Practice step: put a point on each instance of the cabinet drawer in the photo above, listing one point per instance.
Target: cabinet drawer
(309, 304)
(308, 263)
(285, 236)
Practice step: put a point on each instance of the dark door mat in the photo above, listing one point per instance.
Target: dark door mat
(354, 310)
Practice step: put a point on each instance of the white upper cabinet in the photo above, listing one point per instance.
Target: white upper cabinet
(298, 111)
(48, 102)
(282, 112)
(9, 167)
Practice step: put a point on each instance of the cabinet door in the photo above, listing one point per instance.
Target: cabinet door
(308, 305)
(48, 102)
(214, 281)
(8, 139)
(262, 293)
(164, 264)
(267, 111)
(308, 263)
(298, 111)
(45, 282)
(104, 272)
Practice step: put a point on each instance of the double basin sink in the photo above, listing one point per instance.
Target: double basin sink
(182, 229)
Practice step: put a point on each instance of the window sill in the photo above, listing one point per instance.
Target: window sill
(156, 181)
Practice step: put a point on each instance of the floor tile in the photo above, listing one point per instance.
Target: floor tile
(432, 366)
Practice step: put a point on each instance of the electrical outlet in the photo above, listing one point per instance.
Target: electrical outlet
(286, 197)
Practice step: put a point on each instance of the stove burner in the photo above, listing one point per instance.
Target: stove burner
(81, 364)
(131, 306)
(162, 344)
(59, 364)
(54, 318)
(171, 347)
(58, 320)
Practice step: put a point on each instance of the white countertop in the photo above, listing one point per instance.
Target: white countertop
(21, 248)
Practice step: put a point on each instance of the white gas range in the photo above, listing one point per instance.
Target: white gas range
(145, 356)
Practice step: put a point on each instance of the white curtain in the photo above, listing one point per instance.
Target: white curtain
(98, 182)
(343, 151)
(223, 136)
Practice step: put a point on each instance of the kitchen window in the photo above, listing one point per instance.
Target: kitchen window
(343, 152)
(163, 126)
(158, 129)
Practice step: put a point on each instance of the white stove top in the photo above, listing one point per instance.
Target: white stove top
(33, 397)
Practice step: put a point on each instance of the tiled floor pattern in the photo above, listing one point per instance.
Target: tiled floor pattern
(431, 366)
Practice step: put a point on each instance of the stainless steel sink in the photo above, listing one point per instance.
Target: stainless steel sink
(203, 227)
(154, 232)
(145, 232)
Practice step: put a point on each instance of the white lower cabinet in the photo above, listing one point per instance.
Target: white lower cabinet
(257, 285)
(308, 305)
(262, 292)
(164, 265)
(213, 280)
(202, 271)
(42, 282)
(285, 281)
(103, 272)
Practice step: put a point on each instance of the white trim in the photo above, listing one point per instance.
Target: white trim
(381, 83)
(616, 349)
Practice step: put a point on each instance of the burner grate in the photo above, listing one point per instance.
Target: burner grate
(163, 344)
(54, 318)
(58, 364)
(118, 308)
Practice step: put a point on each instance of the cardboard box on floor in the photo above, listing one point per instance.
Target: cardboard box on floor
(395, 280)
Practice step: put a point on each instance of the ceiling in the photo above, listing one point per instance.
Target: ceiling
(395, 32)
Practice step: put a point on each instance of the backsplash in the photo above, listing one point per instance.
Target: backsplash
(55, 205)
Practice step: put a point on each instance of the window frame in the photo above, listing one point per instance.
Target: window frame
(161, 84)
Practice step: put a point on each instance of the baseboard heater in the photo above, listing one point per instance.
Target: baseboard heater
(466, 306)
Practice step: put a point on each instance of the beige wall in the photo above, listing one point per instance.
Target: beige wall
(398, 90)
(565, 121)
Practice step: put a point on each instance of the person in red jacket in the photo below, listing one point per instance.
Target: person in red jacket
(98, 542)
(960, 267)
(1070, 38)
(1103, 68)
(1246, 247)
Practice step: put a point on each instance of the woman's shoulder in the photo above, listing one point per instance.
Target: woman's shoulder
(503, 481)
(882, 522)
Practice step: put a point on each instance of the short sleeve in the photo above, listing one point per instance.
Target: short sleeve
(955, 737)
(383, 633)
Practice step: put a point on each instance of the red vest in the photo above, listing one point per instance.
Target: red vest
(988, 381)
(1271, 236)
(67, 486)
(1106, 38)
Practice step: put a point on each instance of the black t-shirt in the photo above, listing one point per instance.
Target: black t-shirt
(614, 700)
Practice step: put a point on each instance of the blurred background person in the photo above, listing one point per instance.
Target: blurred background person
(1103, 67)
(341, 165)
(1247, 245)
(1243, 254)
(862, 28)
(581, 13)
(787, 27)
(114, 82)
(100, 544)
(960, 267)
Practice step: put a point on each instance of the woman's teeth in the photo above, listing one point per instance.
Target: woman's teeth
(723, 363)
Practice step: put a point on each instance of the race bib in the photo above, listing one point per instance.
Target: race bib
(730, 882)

——

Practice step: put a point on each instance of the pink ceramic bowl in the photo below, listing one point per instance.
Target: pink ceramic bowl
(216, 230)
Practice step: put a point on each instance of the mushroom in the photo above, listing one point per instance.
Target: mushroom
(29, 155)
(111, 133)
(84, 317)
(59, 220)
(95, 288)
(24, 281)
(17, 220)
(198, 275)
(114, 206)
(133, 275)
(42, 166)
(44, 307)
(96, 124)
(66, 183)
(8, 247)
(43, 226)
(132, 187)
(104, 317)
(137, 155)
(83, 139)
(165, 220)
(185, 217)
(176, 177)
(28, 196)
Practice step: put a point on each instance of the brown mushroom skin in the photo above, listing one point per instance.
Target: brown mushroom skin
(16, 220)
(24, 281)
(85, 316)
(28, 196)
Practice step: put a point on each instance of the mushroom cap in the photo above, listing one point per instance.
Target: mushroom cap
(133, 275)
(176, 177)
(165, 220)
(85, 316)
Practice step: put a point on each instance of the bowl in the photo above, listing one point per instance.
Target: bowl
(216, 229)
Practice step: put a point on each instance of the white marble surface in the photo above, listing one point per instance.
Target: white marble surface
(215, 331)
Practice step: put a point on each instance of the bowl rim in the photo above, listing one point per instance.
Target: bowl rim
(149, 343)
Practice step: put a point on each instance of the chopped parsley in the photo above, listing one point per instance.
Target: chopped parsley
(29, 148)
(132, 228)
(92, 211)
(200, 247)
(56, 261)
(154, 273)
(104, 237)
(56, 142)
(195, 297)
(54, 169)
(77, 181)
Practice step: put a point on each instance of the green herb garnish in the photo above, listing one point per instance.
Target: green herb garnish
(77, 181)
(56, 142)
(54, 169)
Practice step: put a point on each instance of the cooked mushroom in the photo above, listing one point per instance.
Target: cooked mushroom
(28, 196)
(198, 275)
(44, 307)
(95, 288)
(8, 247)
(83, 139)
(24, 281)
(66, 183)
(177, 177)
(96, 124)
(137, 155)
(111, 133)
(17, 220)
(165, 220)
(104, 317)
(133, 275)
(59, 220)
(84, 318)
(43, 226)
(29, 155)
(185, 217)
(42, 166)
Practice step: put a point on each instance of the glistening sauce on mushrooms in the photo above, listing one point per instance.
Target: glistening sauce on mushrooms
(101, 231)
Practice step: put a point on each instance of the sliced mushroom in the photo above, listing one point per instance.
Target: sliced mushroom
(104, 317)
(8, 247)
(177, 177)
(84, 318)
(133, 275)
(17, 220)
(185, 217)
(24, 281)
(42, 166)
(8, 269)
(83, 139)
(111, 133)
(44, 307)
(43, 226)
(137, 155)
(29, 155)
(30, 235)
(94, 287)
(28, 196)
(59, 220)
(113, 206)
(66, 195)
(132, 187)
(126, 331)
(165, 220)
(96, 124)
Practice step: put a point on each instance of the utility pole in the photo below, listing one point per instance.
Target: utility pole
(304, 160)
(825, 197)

——

◆ **Challenge**
Count the lines above that contain the string "cardboard", where case matters. How many are there? Reply with the number alone.

◆ **Correct result**
2